AIM OF THE EXERCISE:
Using the entries that follow, give the number of lines containing the string "wall". Write nothing besides that number.

Saved entries
⁂

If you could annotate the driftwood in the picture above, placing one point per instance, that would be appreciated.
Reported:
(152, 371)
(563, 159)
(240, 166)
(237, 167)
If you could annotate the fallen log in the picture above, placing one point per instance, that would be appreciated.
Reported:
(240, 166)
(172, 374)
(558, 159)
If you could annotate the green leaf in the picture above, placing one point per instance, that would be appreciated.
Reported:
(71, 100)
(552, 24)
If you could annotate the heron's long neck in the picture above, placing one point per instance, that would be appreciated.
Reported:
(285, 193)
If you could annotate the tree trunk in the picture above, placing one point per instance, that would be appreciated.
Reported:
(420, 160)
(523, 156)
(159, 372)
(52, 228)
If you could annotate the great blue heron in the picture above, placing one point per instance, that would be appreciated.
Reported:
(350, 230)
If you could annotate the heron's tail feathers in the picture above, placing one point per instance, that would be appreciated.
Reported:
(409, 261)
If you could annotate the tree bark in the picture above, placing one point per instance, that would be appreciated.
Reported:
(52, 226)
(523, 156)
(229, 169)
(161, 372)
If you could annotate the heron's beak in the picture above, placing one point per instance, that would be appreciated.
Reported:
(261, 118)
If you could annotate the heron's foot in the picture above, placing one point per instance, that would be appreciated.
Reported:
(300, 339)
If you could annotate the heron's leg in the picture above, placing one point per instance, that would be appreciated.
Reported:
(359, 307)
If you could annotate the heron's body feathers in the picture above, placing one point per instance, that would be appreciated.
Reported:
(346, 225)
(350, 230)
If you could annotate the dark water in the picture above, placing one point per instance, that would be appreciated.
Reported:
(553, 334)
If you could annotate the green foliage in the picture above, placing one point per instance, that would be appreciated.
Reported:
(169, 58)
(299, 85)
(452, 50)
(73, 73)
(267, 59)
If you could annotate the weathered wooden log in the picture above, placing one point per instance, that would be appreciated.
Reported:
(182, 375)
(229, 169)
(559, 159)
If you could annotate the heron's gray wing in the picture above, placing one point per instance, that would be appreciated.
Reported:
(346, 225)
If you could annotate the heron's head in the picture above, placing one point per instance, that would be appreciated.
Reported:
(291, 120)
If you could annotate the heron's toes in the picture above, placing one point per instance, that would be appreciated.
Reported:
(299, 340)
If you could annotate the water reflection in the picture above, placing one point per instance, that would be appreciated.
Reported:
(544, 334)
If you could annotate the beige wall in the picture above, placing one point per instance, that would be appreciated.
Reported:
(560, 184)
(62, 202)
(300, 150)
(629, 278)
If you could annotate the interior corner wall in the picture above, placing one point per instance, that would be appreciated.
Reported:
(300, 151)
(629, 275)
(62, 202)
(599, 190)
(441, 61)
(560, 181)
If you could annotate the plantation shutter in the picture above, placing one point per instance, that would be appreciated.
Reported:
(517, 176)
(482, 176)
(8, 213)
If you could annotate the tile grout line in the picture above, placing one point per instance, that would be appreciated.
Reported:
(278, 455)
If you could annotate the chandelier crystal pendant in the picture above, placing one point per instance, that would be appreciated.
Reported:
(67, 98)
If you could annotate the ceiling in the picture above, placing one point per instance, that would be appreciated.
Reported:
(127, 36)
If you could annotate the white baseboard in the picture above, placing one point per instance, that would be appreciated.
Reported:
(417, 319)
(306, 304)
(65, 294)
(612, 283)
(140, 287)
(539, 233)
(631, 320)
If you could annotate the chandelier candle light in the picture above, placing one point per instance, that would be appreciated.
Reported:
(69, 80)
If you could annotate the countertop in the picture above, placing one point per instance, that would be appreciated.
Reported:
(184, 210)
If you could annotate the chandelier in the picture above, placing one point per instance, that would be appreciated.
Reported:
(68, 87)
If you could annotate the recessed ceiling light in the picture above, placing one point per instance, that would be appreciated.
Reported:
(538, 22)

⁂

RESPONSE FOR THIS EXERCISE:
2